▶ **Objective**
List each line of the listing below that contains the string "blurred", treating uppercase and lowercase as different.

▶ **Available records**
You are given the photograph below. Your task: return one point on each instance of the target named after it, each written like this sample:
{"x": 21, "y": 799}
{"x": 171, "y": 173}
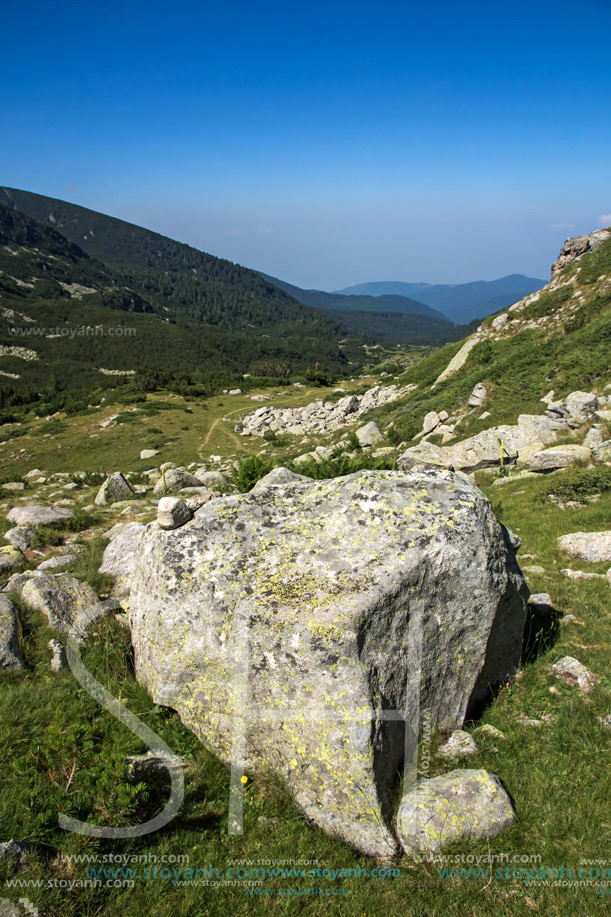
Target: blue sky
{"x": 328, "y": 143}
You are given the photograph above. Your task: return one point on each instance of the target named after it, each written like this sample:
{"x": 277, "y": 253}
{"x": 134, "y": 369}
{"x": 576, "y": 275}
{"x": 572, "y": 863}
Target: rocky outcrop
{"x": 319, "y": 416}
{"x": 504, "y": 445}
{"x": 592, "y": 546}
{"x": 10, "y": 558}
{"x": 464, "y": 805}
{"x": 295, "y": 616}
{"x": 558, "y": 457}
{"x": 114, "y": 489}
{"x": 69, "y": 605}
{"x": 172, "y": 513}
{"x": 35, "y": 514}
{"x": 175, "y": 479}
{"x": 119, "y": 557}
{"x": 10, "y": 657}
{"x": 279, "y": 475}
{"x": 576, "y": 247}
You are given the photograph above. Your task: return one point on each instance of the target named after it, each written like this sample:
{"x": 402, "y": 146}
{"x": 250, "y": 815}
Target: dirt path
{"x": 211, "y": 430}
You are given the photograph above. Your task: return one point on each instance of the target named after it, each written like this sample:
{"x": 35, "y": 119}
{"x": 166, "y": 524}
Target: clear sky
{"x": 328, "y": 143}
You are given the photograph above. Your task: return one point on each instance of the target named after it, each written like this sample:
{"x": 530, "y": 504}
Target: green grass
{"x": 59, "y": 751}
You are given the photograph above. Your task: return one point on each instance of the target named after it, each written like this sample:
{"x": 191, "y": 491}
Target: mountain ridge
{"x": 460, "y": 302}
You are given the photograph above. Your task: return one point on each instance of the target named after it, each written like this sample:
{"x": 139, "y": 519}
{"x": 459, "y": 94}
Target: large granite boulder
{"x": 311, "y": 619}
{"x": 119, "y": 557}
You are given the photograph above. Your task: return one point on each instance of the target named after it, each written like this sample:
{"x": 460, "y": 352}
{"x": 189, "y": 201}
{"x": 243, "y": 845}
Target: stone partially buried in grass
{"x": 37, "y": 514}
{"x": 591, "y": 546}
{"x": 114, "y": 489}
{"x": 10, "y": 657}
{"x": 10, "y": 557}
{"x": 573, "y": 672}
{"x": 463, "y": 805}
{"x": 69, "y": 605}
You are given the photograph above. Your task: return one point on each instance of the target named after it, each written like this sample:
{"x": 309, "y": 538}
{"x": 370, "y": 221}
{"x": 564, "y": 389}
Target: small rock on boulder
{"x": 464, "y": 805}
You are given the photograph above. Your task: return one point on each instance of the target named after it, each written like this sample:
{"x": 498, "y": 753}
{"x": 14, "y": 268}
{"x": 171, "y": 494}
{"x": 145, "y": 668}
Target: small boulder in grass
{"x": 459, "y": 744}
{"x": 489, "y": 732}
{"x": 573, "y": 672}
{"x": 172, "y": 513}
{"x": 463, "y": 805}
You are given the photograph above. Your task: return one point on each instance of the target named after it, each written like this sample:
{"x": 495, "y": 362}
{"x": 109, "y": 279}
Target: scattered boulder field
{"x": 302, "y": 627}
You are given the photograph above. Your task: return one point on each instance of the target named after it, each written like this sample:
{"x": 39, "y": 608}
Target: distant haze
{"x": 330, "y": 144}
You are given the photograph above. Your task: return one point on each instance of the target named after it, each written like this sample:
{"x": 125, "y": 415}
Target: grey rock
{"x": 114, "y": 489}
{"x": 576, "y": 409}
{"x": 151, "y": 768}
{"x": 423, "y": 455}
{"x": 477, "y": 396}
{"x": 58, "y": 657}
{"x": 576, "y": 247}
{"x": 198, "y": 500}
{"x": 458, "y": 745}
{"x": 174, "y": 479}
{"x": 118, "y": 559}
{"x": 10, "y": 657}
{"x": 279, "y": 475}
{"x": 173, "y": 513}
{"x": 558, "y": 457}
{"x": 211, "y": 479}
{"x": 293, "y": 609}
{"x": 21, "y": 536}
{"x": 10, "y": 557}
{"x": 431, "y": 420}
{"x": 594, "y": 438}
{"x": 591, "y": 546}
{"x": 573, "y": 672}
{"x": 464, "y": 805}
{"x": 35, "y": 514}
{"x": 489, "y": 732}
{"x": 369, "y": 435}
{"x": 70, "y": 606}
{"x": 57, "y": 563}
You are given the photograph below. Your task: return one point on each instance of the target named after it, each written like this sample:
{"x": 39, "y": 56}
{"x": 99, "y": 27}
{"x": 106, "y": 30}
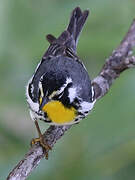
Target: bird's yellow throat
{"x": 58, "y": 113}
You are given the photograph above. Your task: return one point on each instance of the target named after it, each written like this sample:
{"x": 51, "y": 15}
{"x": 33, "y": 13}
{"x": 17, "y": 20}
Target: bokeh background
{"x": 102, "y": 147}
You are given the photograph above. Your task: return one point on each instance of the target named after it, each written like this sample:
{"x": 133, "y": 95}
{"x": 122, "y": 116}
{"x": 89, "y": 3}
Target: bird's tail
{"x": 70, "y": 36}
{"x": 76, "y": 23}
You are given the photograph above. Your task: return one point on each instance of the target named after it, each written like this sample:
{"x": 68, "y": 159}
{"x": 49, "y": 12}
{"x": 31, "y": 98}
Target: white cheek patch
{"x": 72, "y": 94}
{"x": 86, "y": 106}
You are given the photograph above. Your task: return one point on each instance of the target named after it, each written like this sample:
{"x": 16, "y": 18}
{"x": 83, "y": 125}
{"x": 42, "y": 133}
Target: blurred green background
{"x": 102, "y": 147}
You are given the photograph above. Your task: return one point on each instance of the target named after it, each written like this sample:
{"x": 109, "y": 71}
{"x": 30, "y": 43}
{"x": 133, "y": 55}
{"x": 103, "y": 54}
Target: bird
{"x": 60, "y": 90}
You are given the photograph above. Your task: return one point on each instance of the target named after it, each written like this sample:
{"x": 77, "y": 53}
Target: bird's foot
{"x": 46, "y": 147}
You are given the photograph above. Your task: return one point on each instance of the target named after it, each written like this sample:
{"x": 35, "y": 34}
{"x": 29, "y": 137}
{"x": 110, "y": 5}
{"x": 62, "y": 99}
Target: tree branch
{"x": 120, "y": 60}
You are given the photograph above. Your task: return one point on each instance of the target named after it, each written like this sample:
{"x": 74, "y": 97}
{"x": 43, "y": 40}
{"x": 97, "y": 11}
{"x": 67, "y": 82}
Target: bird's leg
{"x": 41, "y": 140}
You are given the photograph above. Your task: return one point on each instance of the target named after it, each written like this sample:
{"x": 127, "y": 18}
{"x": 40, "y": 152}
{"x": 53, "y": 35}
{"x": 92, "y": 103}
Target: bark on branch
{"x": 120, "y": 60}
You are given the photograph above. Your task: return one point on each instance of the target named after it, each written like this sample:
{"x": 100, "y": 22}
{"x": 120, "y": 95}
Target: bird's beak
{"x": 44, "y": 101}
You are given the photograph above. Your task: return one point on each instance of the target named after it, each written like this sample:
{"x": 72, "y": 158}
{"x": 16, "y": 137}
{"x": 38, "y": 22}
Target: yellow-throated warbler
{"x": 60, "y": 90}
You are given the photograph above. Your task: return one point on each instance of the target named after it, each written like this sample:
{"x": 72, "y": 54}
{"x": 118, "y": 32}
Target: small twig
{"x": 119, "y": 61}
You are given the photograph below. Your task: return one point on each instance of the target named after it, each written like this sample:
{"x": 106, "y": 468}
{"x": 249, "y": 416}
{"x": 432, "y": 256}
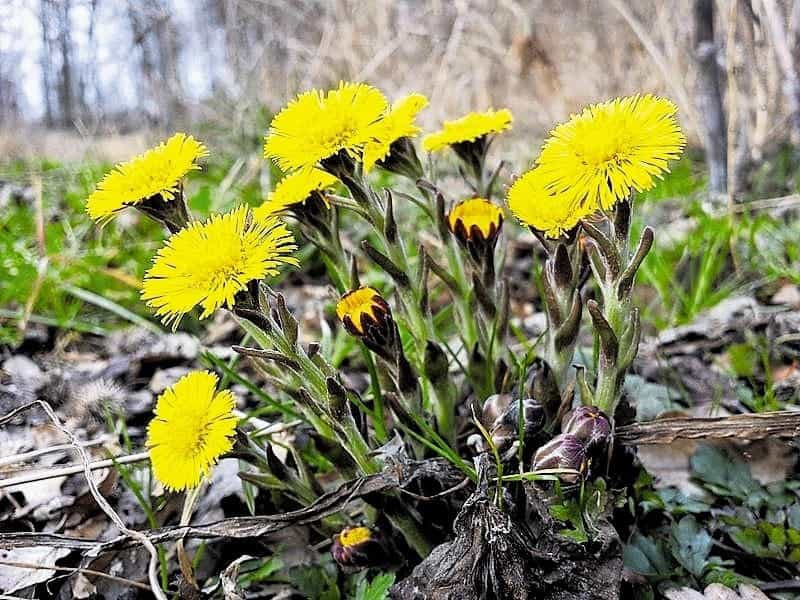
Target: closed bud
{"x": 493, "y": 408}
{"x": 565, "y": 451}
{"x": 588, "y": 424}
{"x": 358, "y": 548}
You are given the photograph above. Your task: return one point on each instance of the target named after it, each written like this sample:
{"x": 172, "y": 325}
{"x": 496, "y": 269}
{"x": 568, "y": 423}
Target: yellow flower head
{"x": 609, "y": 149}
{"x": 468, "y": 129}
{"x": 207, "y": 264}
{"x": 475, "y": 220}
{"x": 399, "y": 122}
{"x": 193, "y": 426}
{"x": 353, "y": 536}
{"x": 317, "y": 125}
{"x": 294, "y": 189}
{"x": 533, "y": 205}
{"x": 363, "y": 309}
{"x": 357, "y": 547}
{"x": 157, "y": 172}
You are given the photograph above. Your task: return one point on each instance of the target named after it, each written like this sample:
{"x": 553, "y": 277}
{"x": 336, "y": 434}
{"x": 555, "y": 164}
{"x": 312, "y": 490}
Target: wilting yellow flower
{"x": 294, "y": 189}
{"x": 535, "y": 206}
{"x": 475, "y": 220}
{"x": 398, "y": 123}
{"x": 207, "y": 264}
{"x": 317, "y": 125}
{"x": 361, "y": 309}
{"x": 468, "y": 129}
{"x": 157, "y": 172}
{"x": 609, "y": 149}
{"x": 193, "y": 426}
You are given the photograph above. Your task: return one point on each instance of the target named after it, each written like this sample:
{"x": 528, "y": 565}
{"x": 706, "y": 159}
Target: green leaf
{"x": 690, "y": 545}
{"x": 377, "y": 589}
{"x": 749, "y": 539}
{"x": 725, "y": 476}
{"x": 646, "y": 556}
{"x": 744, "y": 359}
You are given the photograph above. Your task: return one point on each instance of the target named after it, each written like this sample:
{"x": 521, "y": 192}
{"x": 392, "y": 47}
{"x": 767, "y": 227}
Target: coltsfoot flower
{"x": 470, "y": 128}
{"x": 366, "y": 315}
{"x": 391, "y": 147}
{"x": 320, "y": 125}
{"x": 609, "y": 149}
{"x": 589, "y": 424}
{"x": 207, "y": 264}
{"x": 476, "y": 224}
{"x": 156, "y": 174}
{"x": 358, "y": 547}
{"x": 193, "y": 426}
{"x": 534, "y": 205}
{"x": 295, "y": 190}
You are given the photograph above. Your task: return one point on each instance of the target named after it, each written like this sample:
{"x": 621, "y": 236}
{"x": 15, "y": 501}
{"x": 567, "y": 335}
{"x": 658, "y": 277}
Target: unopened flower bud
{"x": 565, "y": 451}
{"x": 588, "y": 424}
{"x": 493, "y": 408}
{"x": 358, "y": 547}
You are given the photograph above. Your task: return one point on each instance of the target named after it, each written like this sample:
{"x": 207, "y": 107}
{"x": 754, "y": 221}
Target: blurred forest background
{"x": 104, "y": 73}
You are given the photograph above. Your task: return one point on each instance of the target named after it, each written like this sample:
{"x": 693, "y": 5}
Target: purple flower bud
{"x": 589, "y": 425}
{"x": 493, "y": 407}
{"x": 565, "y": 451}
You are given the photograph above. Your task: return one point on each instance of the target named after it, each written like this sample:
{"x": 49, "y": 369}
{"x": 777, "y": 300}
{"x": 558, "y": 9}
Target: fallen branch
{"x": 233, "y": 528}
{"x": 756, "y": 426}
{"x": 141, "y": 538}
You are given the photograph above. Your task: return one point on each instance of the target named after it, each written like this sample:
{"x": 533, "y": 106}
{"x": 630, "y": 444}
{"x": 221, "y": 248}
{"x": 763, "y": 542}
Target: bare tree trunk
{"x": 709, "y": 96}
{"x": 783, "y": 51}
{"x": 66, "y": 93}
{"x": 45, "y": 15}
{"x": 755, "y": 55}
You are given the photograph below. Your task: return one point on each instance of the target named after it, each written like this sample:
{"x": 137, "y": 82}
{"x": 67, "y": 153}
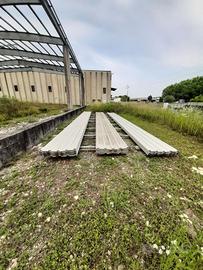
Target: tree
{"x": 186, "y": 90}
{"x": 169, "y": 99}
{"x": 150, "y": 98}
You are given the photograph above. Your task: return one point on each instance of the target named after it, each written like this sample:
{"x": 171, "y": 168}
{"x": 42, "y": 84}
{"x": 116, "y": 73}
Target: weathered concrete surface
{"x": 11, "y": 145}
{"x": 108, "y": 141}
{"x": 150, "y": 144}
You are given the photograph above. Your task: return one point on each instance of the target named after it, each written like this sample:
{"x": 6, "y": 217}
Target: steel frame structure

▶ **Exercise result**
Target: blurred green background
Target: blurred forest background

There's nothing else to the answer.